| AIM OF THE EXERCISE |
Please reproduce the entries exactly, skipping each picture.

Referring expression data

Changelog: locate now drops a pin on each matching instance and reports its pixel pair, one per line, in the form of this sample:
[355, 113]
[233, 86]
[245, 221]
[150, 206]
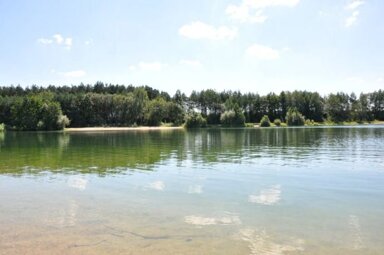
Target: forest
[98, 105]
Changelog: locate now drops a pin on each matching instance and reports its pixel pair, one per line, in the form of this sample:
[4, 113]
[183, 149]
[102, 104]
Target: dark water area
[214, 191]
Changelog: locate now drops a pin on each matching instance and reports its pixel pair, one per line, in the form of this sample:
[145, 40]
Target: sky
[258, 46]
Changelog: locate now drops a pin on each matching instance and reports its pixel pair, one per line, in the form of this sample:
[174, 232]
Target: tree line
[54, 107]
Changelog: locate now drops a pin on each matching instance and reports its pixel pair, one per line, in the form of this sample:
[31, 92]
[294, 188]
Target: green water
[232, 191]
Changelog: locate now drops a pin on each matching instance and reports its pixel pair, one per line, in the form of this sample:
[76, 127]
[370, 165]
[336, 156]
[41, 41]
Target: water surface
[233, 191]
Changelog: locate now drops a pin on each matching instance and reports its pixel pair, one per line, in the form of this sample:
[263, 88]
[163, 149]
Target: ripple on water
[354, 226]
[260, 243]
[268, 196]
[207, 221]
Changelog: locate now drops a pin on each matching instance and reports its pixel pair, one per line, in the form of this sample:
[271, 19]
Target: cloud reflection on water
[268, 196]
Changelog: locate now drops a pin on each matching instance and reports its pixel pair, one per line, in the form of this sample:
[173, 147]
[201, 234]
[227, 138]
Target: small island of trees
[100, 105]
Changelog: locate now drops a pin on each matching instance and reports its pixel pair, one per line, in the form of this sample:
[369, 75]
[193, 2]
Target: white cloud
[147, 66]
[199, 30]
[151, 66]
[262, 52]
[132, 68]
[68, 42]
[270, 3]
[354, 4]
[251, 11]
[190, 63]
[73, 74]
[57, 39]
[44, 41]
[353, 8]
[242, 14]
[88, 42]
[351, 20]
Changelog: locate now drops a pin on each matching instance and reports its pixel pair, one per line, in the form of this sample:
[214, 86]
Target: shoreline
[109, 129]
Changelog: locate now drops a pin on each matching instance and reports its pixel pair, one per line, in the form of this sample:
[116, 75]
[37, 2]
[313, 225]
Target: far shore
[256, 125]
[101, 129]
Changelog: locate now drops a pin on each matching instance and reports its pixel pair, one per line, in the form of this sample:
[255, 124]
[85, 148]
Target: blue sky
[248, 45]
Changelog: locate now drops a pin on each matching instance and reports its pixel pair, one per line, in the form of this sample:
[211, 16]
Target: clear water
[233, 191]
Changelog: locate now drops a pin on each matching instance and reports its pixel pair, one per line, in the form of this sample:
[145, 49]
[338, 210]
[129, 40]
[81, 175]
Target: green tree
[294, 117]
[195, 120]
[265, 122]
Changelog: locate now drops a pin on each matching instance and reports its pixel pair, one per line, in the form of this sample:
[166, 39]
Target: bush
[295, 118]
[232, 118]
[195, 120]
[265, 122]
[277, 122]
[309, 123]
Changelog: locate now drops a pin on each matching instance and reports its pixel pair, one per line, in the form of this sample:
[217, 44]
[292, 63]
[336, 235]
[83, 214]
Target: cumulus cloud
[57, 39]
[353, 7]
[73, 74]
[242, 13]
[147, 66]
[199, 30]
[151, 66]
[354, 4]
[252, 11]
[262, 52]
[190, 63]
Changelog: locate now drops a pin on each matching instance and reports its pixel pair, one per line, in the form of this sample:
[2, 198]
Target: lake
[216, 191]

| ANSWER SPACE |
Changelog: locate now drops a pin on each matching instance and reports its pixel pair, one per line, in the form of this sample:
[355, 113]
[233, 86]
[245, 221]
[150, 206]
Target: forest
[98, 105]
Changelog: locate now drops a pin on each matching instance and reports its pixel pair, one per line, in the form of this sample:
[4, 113]
[183, 149]
[102, 104]
Target: dark water area
[214, 191]
Changelog: locate now drops a pin on each matching instance and reports its pixel pair, one per line, in the form of this sample:
[145, 40]
Target: sky
[258, 46]
Changelog: locate now drops a pin on each matching instance and reports its pixel pair, one per line, in the form of this sample:
[174, 232]
Target: tree line
[54, 107]
Changelog: locate now drops a pin on each matching instance and reports its pixel pair, one per line, in the form of this sample:
[31, 92]
[294, 188]
Target: green water
[232, 191]
Changelog: locate now drops a pin on each matching instance and reports its pixel pair, one per line, in the form of this sample:
[76, 127]
[370, 165]
[336, 156]
[41, 41]
Target: water surface
[233, 191]
Changelog: locate now drops a pin on each matching instance and reports its pixel pair, one per line, in the form of this sample:
[263, 88]
[163, 149]
Target: ripple on water
[354, 226]
[260, 243]
[268, 196]
[207, 221]
Changelog: locate now drops a pin on each matching instance and reports its pixel pair, one per line, in the form of this sample:
[271, 19]
Target: cloud reflection on water
[268, 196]
Changelog: locate now drops a pin on each matching instance and reports its pixel pair, one per line, in the form of this sample:
[173, 147]
[201, 234]
[227, 138]
Target: small island of trees
[100, 105]
Changelog: locate now drops a pin on each matching instance and reports its pixel pair, one per line, in the form of this sample:
[369, 75]
[193, 2]
Target: white cloud
[147, 66]
[199, 30]
[151, 66]
[262, 52]
[132, 68]
[68, 42]
[270, 3]
[354, 4]
[251, 11]
[190, 63]
[73, 74]
[57, 39]
[44, 41]
[353, 8]
[242, 14]
[88, 42]
[351, 20]
Changelog: locate now drops a pin on each matching instance and reports its pixel pair, one per line, in the form of this sample:
[214, 86]
Target: shoreline
[109, 129]
Changelog: locate now drops a pin on each matching instance and reports its pixel pair, one per line, in the form of this sample:
[116, 75]
[37, 2]
[313, 225]
Target: far shore
[256, 125]
[101, 129]
Changelog: locate now drops a pin on each matching instance and reports its pixel pair, one per line, in the form of this sample:
[255, 124]
[85, 148]
Target: blue sky
[248, 45]
Changelog: locate now drops a pin on each matching instance and reports its pixel pair, one per line, in the form of this sample:
[211, 16]
Target: clear water
[233, 191]
Changelog: locate now drops a pin on each matching instance and reports its pixel pair, one per line, in the form of this sample:
[145, 49]
[338, 210]
[129, 40]
[81, 175]
Target: green tree
[294, 117]
[195, 120]
[265, 122]
Changelog: locate now drops a pin on each matching instance and reports its pixel pair, one per line, in the form of this sample:
[166, 39]
Target: bush
[295, 118]
[232, 118]
[195, 120]
[265, 122]
[277, 122]
[309, 123]
Changelog: locate now drops a pin on each matching instance and reports its pixel pair, one per line, in the form of this sample:
[217, 44]
[292, 63]
[336, 235]
[83, 214]
Target: cumulus cloud
[57, 39]
[353, 7]
[73, 74]
[242, 13]
[147, 66]
[199, 30]
[151, 66]
[354, 4]
[252, 11]
[262, 52]
[190, 63]
Changelog: locate now drops a pin on each matching instance and reports its pixel pair, one per line, in the form of this sample:
[2, 198]
Target: lake
[216, 191]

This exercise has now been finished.